-- begin Text shown --

Arkansas Delta Music Trail: Sounds from the Soil and Soul unveiled in Tyronza

Monday, January 4, 2010
Pictured with the new marker are, from left: Linda Hinton, Mayor Marion Bearden, Dr. Ruth Hawkins and Cindy Grisham. (Democrat Tribune photo / Marissa Holiman)

An interpretive marker honoring songwriter John L. Handcox (1904-1992) was unveiled Friday at the Southern Tenant Farmers Museum, an Arkansas State University Heritage Site, located at 117 Main Street in Tyronza.

The marker is part of the new Arkansas Delta Music Trail: Sounds from the Soil & Soul announced by Arkansas Delta Byways Regional Tourism Association to highlight the rich and diverse music heritage of the 15-county Arkansas Delta region.

-- end Text shown --

Goals:
[1] According to the article on the Tyronza marker, which songwriter does the interpretive marker honor?
[2] In the rows below, reproduce the lines from the one containing "query: **chandelier**" up to and including the one containing "571 18 L 561".

-- begin Material for this task --

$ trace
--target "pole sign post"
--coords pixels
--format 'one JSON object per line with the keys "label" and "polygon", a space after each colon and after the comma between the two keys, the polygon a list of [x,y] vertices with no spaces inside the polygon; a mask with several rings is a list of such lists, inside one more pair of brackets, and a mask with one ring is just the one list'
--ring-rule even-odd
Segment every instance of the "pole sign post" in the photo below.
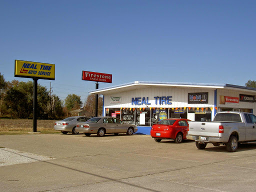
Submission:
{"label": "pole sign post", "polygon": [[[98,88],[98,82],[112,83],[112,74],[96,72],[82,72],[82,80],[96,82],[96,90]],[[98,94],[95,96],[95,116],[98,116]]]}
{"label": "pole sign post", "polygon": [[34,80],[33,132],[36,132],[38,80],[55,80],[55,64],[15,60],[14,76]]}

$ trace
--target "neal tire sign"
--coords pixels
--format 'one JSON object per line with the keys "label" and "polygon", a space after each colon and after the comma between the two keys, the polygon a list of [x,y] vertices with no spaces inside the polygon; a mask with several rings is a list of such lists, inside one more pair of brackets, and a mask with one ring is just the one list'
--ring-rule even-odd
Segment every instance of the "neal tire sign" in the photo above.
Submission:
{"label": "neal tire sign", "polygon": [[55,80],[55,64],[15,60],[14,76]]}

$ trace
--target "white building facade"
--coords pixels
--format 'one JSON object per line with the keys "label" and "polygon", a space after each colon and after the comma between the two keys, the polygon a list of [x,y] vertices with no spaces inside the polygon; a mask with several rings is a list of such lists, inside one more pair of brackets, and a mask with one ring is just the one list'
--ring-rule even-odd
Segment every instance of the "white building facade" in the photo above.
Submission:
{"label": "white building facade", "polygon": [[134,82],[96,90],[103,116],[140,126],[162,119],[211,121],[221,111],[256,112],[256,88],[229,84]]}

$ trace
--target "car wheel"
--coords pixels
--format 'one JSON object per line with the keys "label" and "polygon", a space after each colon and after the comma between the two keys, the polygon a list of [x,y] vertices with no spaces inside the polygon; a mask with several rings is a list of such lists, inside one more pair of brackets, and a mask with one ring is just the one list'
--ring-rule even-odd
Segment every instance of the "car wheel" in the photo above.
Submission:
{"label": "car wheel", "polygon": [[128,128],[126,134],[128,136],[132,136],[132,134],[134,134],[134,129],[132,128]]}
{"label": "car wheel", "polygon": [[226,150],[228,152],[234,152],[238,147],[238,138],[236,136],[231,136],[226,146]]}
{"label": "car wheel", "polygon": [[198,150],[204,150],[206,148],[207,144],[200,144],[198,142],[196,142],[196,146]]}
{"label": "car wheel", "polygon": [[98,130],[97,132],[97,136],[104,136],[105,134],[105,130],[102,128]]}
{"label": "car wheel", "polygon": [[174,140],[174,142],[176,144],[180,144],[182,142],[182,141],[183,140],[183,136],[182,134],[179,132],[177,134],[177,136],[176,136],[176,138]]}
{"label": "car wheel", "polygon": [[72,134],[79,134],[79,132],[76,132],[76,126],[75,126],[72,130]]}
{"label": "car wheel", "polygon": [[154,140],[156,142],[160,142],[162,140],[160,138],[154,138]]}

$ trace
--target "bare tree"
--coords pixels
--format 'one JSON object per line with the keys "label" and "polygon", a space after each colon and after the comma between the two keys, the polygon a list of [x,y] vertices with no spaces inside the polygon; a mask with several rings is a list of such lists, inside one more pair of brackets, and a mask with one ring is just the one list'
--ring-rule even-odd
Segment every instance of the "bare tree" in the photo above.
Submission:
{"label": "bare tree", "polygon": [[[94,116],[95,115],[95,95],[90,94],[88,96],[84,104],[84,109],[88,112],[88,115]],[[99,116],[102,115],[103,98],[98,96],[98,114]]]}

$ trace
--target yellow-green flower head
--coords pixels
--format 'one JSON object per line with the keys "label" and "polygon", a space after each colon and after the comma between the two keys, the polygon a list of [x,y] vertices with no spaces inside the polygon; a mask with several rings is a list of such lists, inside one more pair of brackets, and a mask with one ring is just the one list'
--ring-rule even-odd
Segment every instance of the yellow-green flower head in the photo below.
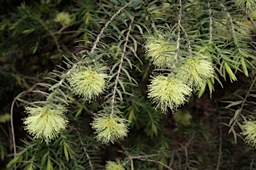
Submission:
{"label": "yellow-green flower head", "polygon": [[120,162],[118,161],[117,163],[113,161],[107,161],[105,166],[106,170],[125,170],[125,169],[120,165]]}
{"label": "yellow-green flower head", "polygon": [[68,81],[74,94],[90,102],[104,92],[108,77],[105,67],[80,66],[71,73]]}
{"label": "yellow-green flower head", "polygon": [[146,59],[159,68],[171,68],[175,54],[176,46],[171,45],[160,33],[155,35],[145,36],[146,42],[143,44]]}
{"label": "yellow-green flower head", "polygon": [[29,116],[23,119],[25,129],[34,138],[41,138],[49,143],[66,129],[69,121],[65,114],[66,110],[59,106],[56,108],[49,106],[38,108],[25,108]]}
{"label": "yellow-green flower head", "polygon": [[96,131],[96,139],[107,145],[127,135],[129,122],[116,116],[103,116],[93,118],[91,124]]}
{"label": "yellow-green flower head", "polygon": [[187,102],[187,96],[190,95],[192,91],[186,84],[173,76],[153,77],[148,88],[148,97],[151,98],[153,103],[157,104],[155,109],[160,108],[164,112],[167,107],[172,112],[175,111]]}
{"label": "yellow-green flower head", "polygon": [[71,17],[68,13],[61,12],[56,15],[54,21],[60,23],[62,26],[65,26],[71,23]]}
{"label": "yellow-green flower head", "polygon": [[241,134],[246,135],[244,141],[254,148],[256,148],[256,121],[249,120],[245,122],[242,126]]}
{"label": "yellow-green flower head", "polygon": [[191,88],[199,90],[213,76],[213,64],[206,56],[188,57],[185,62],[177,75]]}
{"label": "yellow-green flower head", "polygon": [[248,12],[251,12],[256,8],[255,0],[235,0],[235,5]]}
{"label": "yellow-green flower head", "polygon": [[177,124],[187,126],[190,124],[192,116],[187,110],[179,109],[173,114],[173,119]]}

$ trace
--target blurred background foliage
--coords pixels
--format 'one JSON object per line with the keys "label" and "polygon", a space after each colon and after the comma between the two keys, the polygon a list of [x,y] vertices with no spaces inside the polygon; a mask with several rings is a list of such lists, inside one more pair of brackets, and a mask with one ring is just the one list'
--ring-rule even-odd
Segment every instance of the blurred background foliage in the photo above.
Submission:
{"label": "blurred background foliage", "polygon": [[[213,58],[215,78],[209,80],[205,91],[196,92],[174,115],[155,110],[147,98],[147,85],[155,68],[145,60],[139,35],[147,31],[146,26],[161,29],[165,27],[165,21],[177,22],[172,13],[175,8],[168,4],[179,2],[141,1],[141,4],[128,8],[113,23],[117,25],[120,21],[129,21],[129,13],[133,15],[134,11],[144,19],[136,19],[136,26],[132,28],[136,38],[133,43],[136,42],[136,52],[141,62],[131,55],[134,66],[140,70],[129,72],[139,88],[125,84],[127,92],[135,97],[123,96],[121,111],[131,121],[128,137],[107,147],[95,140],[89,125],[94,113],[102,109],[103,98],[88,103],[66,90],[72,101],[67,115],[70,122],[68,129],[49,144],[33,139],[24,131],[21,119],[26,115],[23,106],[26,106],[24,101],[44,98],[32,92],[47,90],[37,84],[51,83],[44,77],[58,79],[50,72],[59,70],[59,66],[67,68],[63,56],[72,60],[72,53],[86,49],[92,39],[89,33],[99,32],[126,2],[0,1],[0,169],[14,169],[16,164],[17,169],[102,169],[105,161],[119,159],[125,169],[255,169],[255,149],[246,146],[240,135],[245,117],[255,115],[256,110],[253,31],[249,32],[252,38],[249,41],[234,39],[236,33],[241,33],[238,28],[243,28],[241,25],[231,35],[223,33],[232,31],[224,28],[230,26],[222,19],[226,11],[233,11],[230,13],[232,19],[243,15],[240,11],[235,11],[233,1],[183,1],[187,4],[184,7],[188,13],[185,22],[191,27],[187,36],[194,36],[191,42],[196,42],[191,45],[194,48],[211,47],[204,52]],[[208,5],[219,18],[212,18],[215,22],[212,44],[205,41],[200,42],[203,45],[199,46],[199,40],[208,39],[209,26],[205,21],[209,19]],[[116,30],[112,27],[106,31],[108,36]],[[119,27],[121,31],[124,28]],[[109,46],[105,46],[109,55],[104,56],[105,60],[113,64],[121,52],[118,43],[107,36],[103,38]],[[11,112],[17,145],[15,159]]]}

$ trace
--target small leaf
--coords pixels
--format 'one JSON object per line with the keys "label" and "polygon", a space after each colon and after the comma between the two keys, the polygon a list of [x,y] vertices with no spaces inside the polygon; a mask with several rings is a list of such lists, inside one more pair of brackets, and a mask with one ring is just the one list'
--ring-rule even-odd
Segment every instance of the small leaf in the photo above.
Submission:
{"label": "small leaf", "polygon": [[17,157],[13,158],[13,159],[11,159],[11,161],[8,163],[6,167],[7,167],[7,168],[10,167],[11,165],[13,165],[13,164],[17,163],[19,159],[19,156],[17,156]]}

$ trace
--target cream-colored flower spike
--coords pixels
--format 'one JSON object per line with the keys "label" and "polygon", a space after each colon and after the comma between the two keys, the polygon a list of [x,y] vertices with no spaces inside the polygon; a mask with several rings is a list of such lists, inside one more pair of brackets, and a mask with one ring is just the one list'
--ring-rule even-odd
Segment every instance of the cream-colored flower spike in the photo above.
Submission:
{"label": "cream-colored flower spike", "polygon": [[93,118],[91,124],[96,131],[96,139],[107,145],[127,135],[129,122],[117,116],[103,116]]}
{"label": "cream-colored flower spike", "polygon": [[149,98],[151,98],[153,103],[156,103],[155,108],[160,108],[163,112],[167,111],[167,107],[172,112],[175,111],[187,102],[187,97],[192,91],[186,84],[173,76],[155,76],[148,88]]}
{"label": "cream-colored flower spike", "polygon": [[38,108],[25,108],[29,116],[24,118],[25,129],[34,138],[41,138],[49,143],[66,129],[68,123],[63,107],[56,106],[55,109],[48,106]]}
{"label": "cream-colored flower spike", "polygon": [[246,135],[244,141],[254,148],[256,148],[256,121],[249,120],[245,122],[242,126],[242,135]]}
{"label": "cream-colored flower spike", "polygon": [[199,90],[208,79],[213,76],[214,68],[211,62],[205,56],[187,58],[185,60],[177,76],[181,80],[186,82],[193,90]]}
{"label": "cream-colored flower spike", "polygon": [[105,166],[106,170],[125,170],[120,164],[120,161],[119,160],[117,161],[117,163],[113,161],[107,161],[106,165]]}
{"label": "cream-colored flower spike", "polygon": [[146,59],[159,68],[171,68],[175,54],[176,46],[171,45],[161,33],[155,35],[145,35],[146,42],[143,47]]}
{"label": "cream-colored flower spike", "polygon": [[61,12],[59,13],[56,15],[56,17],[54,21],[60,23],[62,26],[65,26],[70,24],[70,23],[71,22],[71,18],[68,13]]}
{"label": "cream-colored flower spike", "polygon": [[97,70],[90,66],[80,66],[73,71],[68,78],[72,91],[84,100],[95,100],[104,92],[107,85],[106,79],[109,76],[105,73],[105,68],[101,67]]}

-- end Material for this task --
-- begin Material for this task --

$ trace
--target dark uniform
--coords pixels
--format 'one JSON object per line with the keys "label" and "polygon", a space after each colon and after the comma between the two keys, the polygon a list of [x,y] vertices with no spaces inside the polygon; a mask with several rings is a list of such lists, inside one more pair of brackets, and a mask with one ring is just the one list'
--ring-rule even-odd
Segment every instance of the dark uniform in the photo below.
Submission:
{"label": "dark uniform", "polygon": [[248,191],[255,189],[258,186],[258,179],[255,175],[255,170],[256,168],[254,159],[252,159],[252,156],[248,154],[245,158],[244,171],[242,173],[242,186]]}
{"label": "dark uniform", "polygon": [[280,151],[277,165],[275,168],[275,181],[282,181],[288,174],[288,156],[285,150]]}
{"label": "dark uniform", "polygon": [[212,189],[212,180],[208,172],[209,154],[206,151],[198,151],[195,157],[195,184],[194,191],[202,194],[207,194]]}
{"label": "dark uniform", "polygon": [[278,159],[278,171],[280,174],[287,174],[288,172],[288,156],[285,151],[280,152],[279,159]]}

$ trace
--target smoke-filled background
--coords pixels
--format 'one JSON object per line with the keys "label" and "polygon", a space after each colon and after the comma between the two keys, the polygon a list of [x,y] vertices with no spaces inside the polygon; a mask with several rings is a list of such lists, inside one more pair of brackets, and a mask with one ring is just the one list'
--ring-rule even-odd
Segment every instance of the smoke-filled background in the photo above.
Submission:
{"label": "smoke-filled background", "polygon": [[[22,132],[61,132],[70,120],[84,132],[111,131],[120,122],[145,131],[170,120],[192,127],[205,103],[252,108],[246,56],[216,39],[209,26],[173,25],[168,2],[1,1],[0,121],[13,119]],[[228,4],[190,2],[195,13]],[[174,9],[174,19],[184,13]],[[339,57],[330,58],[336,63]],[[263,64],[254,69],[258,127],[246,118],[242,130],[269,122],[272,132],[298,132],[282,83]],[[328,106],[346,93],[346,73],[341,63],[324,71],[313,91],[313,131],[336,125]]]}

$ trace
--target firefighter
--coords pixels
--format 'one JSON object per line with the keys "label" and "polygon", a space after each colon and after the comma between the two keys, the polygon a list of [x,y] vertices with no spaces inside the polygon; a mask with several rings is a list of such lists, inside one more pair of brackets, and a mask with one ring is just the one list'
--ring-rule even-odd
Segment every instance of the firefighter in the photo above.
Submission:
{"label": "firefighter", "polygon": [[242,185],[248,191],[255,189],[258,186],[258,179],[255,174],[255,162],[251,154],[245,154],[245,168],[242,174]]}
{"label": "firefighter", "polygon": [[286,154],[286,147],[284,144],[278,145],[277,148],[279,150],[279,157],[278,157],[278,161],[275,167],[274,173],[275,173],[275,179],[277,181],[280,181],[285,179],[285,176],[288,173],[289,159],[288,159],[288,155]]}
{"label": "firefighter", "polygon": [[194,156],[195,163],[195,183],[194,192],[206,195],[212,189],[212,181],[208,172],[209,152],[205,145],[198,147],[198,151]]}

-- end Material for this task --
-- begin Material for this task --

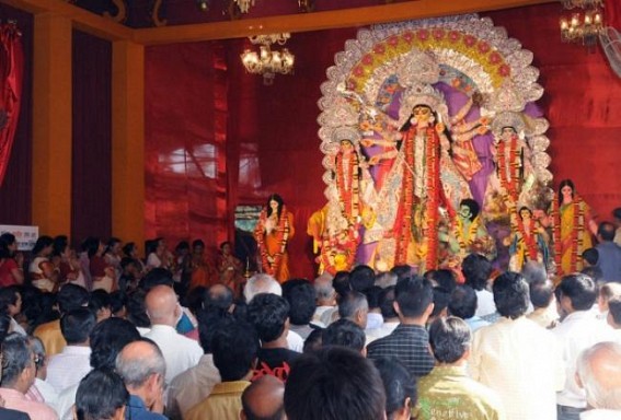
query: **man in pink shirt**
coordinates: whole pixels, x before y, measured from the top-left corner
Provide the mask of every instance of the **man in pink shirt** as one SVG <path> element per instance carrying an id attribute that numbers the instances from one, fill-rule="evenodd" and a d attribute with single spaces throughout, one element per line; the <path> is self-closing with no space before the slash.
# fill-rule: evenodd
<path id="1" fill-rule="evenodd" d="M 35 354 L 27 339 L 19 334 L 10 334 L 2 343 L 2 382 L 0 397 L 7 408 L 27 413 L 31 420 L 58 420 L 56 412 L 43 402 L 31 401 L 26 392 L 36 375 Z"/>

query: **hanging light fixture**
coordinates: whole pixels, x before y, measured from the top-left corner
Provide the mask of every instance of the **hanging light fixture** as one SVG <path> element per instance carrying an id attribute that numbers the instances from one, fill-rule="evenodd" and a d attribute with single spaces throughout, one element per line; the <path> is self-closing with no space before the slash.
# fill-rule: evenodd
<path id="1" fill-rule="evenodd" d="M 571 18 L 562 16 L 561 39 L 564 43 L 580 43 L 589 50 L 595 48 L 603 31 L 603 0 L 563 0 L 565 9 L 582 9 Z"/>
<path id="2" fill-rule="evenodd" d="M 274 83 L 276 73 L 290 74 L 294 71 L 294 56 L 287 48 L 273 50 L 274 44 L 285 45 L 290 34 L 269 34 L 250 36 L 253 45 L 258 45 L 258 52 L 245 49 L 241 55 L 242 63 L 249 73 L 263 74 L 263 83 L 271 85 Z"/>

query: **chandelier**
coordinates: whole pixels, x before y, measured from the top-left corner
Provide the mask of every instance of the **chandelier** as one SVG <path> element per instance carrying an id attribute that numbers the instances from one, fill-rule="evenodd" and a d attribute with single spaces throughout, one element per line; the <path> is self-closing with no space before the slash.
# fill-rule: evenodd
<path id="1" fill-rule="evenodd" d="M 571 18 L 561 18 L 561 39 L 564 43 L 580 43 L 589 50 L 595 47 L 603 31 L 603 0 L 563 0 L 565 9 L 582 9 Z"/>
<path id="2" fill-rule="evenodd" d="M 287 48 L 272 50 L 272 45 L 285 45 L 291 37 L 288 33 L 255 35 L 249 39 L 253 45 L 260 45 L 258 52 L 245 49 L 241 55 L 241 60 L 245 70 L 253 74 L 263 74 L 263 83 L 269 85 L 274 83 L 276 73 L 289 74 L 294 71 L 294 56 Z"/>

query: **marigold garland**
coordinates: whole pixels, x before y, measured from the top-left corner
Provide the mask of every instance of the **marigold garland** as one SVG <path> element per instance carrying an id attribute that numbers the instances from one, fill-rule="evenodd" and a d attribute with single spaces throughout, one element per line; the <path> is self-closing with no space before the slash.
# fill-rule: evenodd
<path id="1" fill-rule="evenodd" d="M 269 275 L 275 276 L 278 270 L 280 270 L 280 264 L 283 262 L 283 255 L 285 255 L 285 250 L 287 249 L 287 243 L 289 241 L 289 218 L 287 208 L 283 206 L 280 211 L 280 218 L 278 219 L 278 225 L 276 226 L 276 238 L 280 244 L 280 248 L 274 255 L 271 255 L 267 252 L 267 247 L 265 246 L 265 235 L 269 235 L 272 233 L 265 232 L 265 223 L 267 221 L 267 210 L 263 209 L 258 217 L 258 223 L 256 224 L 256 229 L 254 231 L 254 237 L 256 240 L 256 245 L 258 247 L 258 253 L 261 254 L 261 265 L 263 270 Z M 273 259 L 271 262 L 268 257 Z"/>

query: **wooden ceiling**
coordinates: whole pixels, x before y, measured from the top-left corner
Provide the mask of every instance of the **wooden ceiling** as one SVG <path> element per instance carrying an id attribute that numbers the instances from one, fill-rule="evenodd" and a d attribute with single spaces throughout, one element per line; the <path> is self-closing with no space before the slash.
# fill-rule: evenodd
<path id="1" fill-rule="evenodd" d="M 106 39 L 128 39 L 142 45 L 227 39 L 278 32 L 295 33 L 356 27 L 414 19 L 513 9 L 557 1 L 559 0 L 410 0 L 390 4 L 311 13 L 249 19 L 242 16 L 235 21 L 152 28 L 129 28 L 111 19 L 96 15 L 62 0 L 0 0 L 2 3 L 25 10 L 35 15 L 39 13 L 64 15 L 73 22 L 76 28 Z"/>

-- end Material for this task --

Expected responses:
[1] The marker honors songwriter John L. Handcox (1904-1992).

[2]
query: **chandelier**
coordinates: whole pixels, x before y, measured from the top-left corner
Provide the mask of every instance of the **chandelier** as one SVG <path> element per instance carrying an id attribute that numbers the instances from one, fill-rule="evenodd" and a d attribute with single spaces throughout, one element per line; the <path> is self-closing with no space before the slash.
# fill-rule: evenodd
<path id="1" fill-rule="evenodd" d="M 571 18 L 561 18 L 561 39 L 564 43 L 580 43 L 589 50 L 595 47 L 603 31 L 603 0 L 563 0 L 565 9 L 582 9 Z"/>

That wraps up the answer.